--- Task input ---
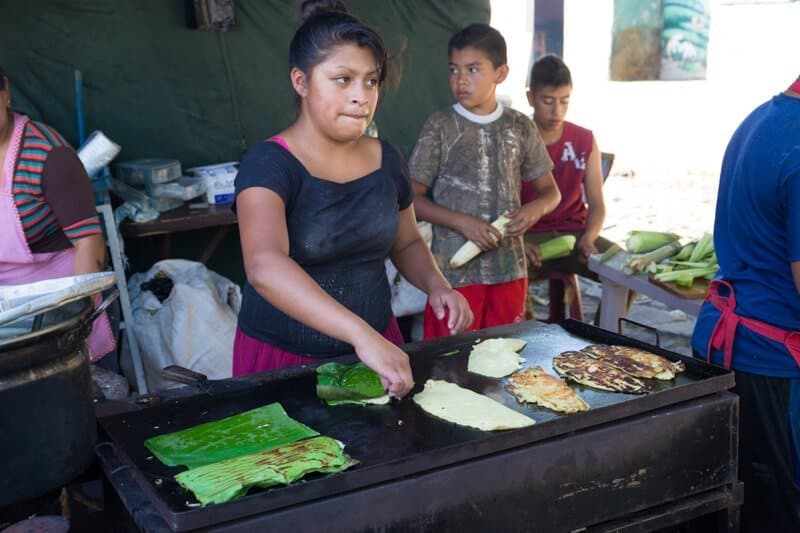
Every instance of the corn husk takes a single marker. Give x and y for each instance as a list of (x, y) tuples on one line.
[(255, 430), (640, 242), (231, 479), (638, 263), (469, 250), (339, 384)]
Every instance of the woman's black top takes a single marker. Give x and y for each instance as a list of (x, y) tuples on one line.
[(340, 234)]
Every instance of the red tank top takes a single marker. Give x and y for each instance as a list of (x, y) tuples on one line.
[(569, 154)]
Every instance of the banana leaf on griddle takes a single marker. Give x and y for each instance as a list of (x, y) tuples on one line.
[(230, 479), (342, 384), (255, 430)]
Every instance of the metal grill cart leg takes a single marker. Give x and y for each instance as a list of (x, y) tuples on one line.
[(107, 216)]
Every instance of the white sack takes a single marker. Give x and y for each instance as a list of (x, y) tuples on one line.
[(194, 327)]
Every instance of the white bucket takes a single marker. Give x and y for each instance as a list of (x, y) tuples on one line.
[(219, 180), (96, 152)]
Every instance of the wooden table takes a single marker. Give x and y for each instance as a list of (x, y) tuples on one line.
[(184, 218), (616, 284)]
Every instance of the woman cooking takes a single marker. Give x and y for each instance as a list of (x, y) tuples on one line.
[(48, 219)]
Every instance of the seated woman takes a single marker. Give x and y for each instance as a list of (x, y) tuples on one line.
[(48, 219)]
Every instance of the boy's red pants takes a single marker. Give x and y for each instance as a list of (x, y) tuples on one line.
[(492, 305)]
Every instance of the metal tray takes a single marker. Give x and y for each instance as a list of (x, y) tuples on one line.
[(18, 302), (399, 439)]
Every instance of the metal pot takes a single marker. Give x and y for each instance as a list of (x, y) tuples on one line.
[(47, 421)]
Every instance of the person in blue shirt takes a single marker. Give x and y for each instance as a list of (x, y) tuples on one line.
[(750, 321)]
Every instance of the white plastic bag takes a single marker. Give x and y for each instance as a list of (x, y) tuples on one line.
[(406, 298), (193, 327)]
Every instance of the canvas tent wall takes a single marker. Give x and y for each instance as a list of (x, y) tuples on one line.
[(162, 90)]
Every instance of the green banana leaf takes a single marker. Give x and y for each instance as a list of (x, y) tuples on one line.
[(356, 384), (230, 479), (255, 430)]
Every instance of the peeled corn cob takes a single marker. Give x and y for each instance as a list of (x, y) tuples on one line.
[(470, 250)]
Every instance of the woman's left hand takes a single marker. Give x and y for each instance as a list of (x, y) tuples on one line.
[(451, 304)]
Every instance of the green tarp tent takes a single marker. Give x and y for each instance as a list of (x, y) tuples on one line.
[(160, 89)]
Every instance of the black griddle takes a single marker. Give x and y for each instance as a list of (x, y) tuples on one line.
[(398, 440)]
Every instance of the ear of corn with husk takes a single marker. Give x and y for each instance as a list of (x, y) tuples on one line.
[(640, 262), (699, 261), (258, 429), (469, 250), (230, 479), (349, 384)]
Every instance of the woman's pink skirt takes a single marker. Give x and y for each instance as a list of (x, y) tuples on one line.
[(251, 355)]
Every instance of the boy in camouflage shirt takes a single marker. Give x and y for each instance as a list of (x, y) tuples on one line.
[(467, 169)]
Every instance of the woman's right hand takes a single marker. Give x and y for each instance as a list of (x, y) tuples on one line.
[(390, 362), (480, 232)]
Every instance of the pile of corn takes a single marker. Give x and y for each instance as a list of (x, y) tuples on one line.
[(663, 256)]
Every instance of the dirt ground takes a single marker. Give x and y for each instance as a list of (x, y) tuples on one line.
[(683, 204)]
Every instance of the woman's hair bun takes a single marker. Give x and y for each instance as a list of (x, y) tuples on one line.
[(310, 8)]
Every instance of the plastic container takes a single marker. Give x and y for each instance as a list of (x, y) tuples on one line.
[(148, 171), (219, 180), (185, 188), (138, 196), (97, 152)]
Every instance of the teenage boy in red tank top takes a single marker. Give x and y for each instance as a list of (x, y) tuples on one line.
[(578, 173)]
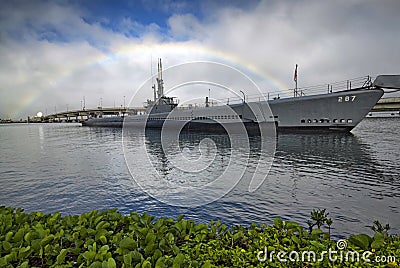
---
In the part that opens with the line containing "Every instance of the white plastic" and closes with the line containing "[(451, 304)]", swap "canvas" for "fabric" and give those lines again, leaving everything else unchanged.

Result below:
Every instance of the white plastic bag takes a single marker. Give x and y for each instance as a list of (x, y) tuples on one line.
[(406, 298), (193, 327)]
Every instance of the fabric tent wall takes a single marker. Give x and y for each instance as a list of (x, y) tuples on one line.
[(162, 90)]
Every instance of the green banana leaf takes a single marker. Give x and y for each instance as a list of (x, y) tuples on one line.
[(356, 384), (230, 479), (255, 430)]
Every instance of the peeled corn cob takes a single marker. Give x and y for each instance as a list of (x, y) tuples on one line.
[(470, 250)]
Every instance of the woman's left hand takes a single marker. Give x and y for each instance as a list of (x, y) tuples on one line.
[(451, 304)]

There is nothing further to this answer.